Only lines with the string "bowl" matter here; gather them from the material below.

****************

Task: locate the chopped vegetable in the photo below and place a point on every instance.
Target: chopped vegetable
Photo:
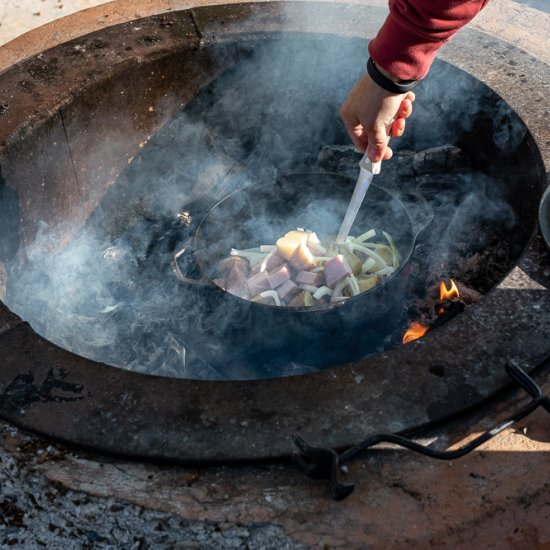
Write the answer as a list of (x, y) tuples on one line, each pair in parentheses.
[(299, 271)]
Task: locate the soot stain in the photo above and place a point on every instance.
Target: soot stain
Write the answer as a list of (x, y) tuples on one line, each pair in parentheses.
[(23, 390)]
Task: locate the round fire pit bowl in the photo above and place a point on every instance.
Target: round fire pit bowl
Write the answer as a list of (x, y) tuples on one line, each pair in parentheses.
[(78, 106)]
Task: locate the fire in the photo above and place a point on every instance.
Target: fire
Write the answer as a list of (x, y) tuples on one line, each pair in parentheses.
[(415, 331), (450, 293)]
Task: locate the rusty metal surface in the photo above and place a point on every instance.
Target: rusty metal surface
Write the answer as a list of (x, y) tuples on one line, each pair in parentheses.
[(57, 393)]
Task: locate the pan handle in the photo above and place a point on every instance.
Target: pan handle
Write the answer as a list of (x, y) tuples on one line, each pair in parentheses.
[(185, 256)]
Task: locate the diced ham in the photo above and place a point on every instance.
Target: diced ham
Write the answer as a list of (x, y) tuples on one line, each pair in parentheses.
[(258, 283), (275, 260), (335, 270), (288, 290), (278, 276), (309, 278)]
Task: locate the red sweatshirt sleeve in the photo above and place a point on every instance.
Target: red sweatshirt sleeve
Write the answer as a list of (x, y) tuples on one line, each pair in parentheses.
[(409, 39)]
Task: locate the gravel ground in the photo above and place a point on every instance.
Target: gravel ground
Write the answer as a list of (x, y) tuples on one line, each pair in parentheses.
[(19, 16)]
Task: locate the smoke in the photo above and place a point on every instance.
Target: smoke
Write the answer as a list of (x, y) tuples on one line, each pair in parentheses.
[(110, 294)]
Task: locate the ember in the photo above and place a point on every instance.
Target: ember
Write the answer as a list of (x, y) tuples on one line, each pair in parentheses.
[(450, 302), (415, 331), (450, 293)]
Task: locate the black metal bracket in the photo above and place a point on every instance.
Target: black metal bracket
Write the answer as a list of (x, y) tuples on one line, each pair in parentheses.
[(325, 463)]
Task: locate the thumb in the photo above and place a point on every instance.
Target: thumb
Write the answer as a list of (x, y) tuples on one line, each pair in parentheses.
[(378, 143)]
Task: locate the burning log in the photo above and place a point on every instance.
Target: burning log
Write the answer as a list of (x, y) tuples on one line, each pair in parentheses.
[(441, 304), (437, 159)]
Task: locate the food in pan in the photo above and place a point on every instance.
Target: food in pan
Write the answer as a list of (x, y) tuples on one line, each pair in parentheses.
[(299, 271)]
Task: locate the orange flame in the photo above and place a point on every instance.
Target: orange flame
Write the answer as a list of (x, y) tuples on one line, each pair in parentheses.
[(415, 331), (450, 293)]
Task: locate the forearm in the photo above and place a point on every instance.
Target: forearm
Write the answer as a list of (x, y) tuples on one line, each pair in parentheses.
[(407, 43)]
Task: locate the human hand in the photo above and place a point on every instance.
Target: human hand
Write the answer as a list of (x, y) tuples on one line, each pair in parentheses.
[(372, 115)]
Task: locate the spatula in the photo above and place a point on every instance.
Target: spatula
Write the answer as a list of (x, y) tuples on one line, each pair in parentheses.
[(367, 171)]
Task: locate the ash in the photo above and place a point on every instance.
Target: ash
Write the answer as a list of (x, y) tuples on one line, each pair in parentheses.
[(37, 513)]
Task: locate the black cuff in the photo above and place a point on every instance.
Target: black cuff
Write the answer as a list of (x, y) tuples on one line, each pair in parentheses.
[(386, 83)]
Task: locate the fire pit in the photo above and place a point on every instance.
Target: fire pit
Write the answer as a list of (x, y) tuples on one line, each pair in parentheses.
[(94, 136)]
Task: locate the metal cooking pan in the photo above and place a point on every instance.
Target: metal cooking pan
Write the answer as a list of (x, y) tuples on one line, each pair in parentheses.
[(259, 214), (544, 216)]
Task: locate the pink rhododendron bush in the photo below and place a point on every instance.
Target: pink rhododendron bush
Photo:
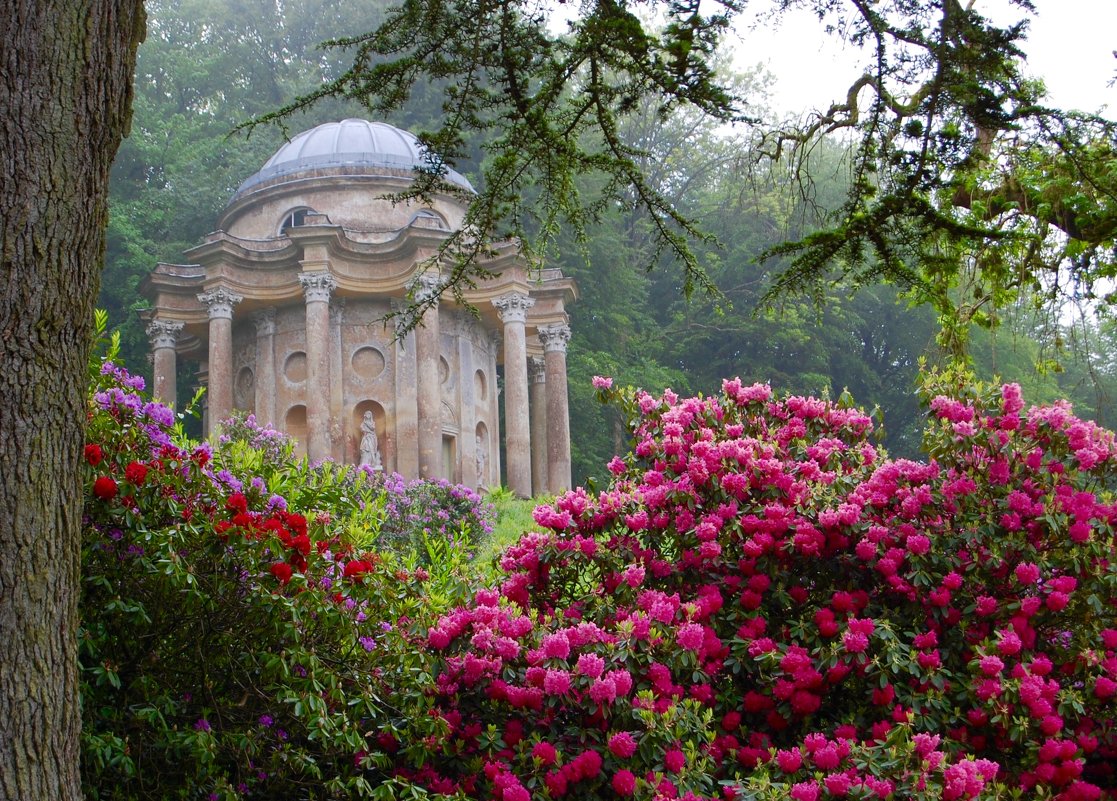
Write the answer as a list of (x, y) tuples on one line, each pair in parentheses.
[(761, 606)]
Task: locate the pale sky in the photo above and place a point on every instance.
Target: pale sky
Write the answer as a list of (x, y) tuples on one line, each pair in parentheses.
[(1069, 46)]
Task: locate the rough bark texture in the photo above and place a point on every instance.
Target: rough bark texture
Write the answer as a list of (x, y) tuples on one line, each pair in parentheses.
[(66, 70)]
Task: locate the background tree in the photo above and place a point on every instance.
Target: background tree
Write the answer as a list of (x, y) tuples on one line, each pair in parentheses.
[(65, 102)]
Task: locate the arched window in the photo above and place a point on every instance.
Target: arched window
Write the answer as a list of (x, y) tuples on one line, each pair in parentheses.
[(295, 218)]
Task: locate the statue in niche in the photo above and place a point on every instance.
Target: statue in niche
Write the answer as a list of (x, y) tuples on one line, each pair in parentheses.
[(479, 460), (370, 448)]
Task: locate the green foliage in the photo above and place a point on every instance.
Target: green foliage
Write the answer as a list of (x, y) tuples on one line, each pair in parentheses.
[(235, 641)]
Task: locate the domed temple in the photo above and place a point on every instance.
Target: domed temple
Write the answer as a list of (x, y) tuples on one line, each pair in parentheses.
[(284, 308)]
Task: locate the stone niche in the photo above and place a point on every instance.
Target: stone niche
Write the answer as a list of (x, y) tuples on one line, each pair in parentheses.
[(287, 308)]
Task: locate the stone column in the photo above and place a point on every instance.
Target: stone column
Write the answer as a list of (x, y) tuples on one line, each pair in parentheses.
[(429, 390), (494, 468), (164, 334), (407, 422), (554, 339), (536, 373), (220, 302), (513, 308), (265, 366), (317, 287), (339, 439)]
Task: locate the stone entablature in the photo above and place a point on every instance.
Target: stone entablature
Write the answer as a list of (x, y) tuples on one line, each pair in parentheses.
[(294, 325)]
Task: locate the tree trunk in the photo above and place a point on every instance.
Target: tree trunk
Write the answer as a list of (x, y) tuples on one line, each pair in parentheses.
[(66, 72)]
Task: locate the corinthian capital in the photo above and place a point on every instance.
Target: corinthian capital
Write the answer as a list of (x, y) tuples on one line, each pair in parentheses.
[(265, 322), (513, 306), (554, 337), (220, 302), (317, 286), (163, 333)]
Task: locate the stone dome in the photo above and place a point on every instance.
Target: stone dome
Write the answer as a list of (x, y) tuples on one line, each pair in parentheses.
[(354, 145)]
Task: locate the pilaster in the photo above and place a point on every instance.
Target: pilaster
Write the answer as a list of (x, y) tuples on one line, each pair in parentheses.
[(428, 397), (554, 339), (265, 365), (317, 287), (164, 335), (536, 375), (220, 301)]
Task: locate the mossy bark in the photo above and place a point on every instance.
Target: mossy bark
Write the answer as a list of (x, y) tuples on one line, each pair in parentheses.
[(66, 72)]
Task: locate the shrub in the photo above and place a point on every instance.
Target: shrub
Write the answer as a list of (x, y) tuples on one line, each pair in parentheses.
[(762, 606), (370, 507), (234, 642)]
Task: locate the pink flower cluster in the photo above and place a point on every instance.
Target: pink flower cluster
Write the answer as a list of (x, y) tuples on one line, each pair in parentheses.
[(760, 592)]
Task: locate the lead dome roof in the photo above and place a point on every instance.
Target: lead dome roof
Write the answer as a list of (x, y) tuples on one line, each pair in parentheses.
[(349, 143)]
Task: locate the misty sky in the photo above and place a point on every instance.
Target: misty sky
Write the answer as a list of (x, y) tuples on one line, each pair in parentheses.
[(1070, 46)]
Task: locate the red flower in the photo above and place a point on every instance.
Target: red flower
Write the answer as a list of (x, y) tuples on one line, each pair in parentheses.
[(237, 503), (356, 568), (135, 473), (105, 488), (94, 454)]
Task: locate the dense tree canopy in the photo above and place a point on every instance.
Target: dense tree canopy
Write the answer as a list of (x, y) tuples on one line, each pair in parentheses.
[(966, 189), (204, 69)]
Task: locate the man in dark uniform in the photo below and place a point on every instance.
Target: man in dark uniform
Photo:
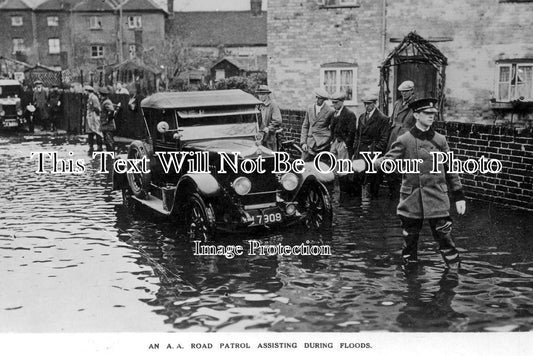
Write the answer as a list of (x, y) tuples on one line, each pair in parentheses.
[(424, 195), (402, 120), (342, 133), (316, 134), (371, 135), (54, 101)]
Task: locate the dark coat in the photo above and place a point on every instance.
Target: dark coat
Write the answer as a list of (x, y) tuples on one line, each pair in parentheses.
[(372, 133), (424, 195), (315, 128), (402, 120), (343, 128)]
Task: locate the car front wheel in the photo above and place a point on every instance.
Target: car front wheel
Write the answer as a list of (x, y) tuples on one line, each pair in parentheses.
[(315, 202), (199, 219)]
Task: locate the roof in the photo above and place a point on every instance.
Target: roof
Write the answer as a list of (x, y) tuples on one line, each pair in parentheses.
[(199, 99), (229, 28), (9, 82), (250, 64), (14, 5)]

****************

**Answer to the problem**
Task: locate the round fire pit bowl in the photo above and place a point on every instance.
Target: round fire pit bowl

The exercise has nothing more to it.